## Task goal
From the first line of the listing below through the line with "brick column in the image above.", transcribe exactly and skip the pictures.

## Data for review
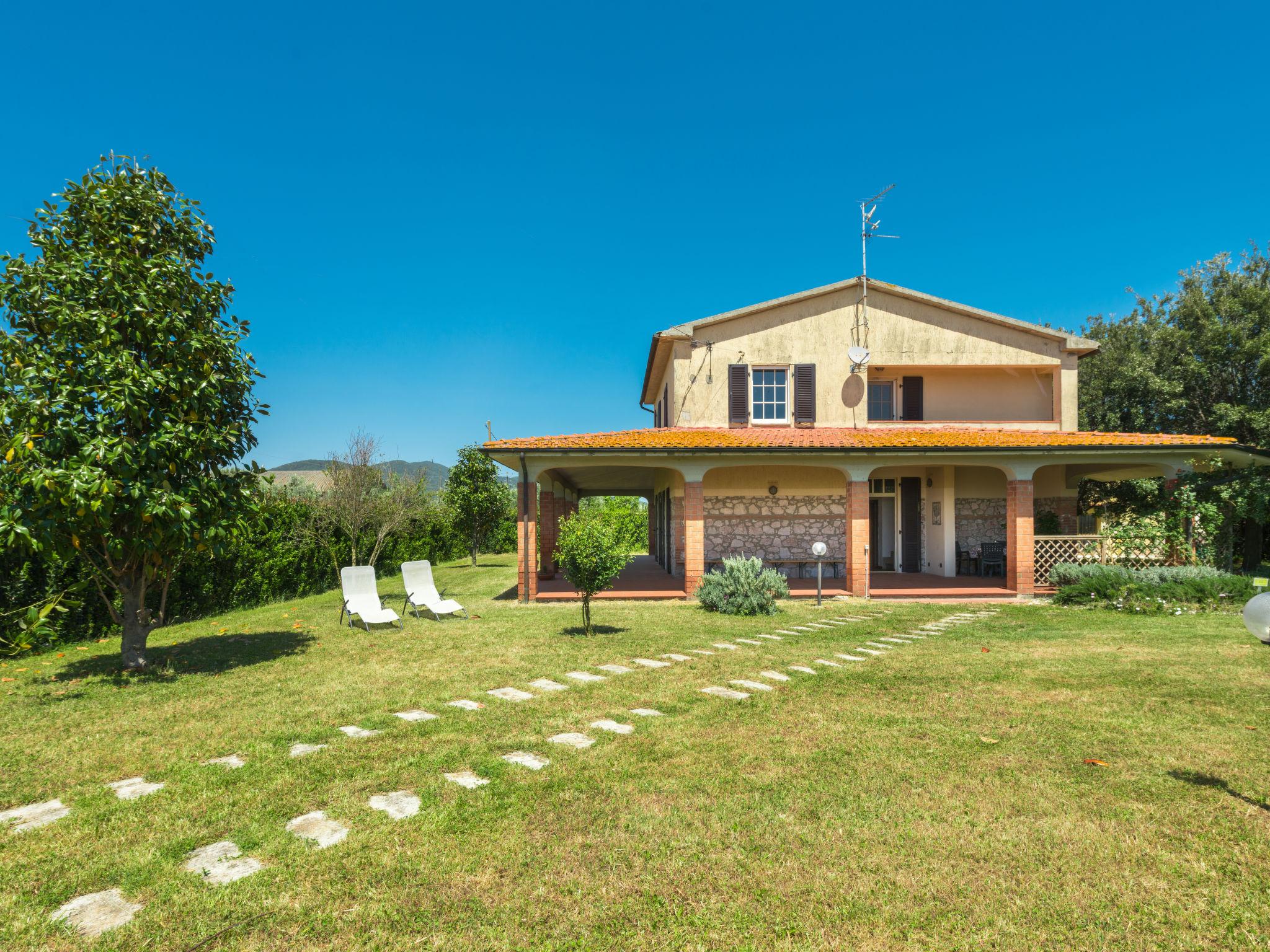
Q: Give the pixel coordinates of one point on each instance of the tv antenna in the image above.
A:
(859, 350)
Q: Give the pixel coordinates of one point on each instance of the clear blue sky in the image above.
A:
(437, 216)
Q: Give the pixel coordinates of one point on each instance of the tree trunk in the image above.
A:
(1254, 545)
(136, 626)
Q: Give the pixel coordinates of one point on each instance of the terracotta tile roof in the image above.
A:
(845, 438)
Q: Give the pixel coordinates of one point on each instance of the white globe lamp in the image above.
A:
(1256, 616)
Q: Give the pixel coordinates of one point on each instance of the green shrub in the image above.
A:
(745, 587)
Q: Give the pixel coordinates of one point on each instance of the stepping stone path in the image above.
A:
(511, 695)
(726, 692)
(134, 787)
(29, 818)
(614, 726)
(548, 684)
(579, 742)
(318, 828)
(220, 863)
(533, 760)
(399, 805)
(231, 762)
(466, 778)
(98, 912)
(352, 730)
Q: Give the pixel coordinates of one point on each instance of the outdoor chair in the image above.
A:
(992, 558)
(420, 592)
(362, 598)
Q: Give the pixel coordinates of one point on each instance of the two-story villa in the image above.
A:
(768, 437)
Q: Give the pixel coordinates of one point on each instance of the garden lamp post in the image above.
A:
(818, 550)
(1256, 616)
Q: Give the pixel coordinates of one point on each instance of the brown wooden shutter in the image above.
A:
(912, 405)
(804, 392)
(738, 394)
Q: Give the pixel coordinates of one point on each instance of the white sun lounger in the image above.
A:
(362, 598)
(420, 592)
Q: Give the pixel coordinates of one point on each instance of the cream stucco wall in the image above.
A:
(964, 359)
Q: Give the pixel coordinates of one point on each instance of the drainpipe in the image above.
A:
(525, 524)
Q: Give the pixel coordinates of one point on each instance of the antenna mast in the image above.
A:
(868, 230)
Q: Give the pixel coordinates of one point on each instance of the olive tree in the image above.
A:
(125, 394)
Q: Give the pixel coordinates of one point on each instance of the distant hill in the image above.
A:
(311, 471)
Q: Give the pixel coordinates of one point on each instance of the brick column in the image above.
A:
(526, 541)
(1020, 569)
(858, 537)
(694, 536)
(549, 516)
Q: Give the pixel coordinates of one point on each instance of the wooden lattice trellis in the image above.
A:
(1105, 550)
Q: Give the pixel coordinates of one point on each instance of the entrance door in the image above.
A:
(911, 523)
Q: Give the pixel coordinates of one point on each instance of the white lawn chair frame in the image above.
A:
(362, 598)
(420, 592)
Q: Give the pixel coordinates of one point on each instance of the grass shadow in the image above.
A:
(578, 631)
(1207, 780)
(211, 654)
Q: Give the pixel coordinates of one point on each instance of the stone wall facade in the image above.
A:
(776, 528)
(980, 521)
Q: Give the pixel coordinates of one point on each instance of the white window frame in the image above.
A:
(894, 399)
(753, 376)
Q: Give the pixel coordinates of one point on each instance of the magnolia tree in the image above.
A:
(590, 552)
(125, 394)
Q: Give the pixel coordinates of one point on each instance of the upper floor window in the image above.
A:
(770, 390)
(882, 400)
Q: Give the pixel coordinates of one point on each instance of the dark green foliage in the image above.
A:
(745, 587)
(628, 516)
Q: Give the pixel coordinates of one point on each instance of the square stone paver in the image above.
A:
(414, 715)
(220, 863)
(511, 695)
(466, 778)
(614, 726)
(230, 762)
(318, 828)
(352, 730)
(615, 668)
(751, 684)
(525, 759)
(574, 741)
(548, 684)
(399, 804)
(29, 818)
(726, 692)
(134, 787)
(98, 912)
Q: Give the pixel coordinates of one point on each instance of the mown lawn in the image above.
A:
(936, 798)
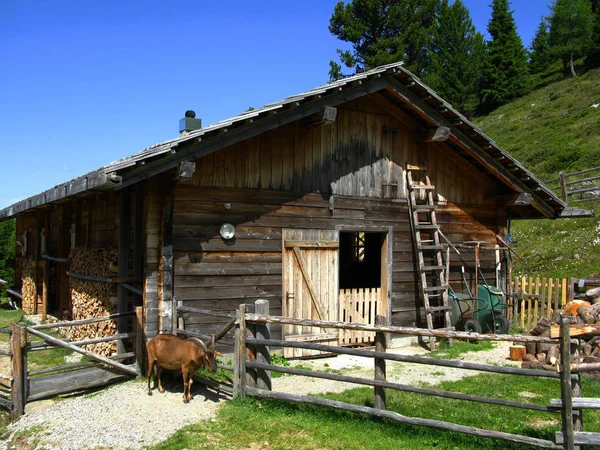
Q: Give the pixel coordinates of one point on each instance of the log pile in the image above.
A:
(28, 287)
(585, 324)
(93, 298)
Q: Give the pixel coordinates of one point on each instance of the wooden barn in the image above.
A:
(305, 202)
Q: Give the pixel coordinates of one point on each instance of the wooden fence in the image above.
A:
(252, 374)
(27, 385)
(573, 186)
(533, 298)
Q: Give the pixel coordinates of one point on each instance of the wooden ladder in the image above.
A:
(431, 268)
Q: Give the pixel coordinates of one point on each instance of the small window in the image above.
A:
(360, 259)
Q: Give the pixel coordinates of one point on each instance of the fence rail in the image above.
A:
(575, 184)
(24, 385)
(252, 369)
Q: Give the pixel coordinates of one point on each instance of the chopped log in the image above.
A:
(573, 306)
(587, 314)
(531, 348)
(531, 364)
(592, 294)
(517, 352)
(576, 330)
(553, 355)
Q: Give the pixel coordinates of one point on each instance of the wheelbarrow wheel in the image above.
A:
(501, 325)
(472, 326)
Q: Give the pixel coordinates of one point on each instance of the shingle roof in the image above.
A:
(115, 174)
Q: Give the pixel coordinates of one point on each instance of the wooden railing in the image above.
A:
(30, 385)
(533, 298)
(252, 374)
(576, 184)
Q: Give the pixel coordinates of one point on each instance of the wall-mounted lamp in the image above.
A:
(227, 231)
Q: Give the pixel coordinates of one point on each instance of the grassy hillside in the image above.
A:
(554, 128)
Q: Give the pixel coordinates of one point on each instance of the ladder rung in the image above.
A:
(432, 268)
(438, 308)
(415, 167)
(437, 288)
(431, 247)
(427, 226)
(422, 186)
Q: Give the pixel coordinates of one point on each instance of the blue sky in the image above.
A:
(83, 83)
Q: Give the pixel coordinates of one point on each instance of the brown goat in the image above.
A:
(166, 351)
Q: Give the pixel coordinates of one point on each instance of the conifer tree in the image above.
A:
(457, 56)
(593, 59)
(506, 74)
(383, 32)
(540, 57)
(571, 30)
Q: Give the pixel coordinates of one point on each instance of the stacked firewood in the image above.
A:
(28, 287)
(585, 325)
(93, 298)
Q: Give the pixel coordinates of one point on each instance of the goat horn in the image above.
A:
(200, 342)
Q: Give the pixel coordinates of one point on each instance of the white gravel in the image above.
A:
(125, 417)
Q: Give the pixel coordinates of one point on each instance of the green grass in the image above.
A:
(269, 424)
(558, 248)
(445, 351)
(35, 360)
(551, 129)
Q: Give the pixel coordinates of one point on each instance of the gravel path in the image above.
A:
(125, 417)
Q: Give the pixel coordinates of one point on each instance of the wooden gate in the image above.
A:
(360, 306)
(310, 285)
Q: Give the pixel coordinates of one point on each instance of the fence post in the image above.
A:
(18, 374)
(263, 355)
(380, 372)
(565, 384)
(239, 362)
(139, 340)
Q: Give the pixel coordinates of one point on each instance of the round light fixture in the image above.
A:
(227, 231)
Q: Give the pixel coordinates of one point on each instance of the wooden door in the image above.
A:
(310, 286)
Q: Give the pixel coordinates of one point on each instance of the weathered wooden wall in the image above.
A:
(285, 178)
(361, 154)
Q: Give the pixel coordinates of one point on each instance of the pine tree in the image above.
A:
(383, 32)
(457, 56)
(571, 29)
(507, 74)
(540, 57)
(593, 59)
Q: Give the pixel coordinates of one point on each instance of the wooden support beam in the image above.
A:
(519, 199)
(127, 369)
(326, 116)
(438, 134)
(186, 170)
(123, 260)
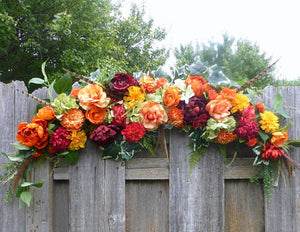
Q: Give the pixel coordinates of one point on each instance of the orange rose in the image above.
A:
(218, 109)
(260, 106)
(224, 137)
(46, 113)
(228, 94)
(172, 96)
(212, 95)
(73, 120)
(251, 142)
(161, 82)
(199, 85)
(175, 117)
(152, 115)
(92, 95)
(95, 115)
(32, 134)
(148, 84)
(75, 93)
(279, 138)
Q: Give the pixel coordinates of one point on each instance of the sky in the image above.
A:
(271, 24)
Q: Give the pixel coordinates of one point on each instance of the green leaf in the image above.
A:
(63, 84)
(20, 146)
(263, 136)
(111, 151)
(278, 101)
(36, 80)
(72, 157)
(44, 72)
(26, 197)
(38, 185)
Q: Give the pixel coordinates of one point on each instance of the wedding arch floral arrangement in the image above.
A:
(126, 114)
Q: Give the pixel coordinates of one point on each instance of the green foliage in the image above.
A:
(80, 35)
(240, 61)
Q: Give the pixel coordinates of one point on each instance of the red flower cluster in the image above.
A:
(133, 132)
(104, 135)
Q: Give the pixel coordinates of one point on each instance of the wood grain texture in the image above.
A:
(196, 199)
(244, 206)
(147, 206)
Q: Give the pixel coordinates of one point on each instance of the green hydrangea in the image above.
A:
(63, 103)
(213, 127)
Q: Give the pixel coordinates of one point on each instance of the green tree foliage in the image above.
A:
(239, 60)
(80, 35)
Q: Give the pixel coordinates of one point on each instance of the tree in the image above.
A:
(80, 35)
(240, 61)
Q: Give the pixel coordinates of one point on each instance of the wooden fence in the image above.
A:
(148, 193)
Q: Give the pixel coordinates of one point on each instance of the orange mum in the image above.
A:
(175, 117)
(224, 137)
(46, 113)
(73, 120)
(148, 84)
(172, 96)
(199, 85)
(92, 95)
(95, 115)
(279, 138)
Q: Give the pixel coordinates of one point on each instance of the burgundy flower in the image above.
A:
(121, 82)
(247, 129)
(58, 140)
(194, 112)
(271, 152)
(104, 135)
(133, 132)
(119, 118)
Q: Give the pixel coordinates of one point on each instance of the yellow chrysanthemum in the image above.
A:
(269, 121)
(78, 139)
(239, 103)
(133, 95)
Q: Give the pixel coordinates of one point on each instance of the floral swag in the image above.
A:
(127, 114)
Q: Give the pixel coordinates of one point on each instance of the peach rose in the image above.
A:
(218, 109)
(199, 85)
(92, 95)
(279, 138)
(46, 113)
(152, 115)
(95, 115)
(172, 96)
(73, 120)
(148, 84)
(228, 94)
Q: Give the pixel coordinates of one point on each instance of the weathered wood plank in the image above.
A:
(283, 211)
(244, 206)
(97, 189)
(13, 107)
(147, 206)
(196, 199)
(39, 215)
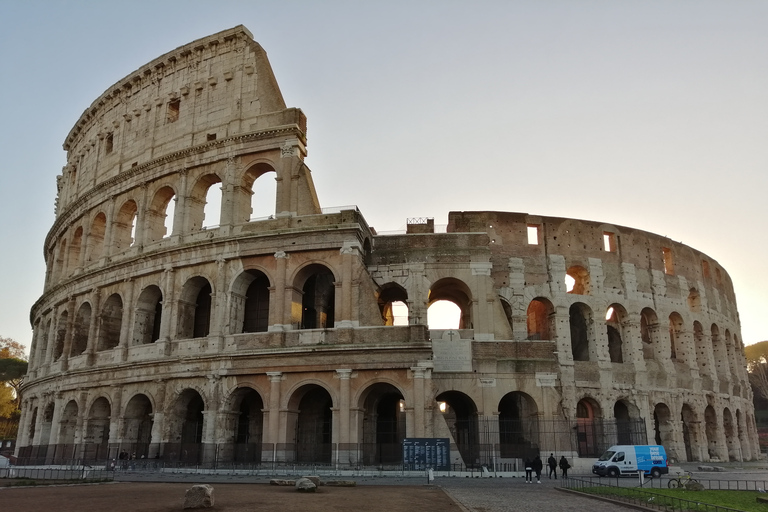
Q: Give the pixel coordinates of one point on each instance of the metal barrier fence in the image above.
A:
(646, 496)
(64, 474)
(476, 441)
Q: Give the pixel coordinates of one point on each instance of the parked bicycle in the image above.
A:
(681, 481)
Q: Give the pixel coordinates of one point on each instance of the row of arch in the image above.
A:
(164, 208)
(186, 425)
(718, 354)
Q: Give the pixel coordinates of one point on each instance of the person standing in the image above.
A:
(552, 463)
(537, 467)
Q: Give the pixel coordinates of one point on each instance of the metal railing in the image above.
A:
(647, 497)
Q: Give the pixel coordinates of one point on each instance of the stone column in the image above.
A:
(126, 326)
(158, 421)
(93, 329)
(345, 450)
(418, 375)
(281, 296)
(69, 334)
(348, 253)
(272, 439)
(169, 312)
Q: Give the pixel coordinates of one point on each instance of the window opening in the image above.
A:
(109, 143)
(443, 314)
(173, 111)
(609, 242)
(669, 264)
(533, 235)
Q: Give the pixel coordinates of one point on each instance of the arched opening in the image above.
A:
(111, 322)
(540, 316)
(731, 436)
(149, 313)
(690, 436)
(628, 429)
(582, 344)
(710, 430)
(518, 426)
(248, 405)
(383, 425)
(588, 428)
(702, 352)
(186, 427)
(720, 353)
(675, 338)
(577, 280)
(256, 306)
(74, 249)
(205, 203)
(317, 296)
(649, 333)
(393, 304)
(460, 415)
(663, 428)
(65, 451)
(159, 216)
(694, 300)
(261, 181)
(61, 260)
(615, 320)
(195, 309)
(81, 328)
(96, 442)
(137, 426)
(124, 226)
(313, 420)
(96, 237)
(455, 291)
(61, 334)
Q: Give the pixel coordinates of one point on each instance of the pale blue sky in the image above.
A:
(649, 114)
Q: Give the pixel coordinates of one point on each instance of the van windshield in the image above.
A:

## Response to the task
Q: Give the pixel coordinates of one point on each instance of the tv antenna in the image above.
A:
(859, 350)
Q: Give the pixel coordinates of one point on each instance of the clear blue sky in the image above.
A:
(437, 216)
Q: Give the pixel coordinates of one point on each instance of the tree trunk in the image above.
A:
(1254, 545)
(136, 626)
Q: Give the pixel coordinates of one point on each instance of the terracotta tile roof in the image above.
A:
(845, 438)
Q: Give the pixel coordinates of one point on each instance of the white globe lamp in the image above.
A:
(1256, 616)
Q: Give the pixel coordinates of one point on each instance of the green shrub in the image above.
A:
(745, 587)
Q: Give the pixel coordinates of one point on each instance of the stepping stone path in the image above.
A:
(511, 695)
(726, 692)
(134, 787)
(29, 818)
(614, 726)
(548, 684)
(579, 742)
(318, 828)
(220, 863)
(533, 760)
(399, 805)
(231, 762)
(466, 778)
(98, 912)
(352, 730)
Q: Give the pixel coordinates of one point on each instance of the outdoor chair in the image above.
A:
(992, 558)
(420, 592)
(362, 598)
Q: Give the pixel coordinates of one point on each instance of the two-story villa in the image above.
A:
(768, 437)
Q: Give the pixel coordinates of one point on each instance of the garden lamp post in the image above.
A:
(818, 550)
(1256, 616)
Q: Give the pixel coordinates of one point on each instance of the brown wooden shutter in the image above.
A:
(912, 405)
(804, 392)
(738, 394)
Q: Give the pixel coordinates of one point on each instance of the white sun lounger in the image above.
A:
(362, 598)
(420, 592)
Q: Give the pixel coordinates of one point on each instance of the cream stucco wall in the image above.
A:
(964, 359)
Q: Give the pixel coordinates of one point on each instance of the drainpipe in the image above.
A:
(525, 524)
Q: Give the pixel coordinates of one point on each instance of the antenna mast in the image above.
A:
(868, 230)
Q: Give the pixel coordinates of one point on each instance of the olive tree in the image above.
A:
(125, 394)
Q: Give the pixel coordinates of one point on each instance of the distant hill in the image above.
A:
(311, 471)
Q: Give the pixel coordinates of one point on each instance of the brick column in the image above.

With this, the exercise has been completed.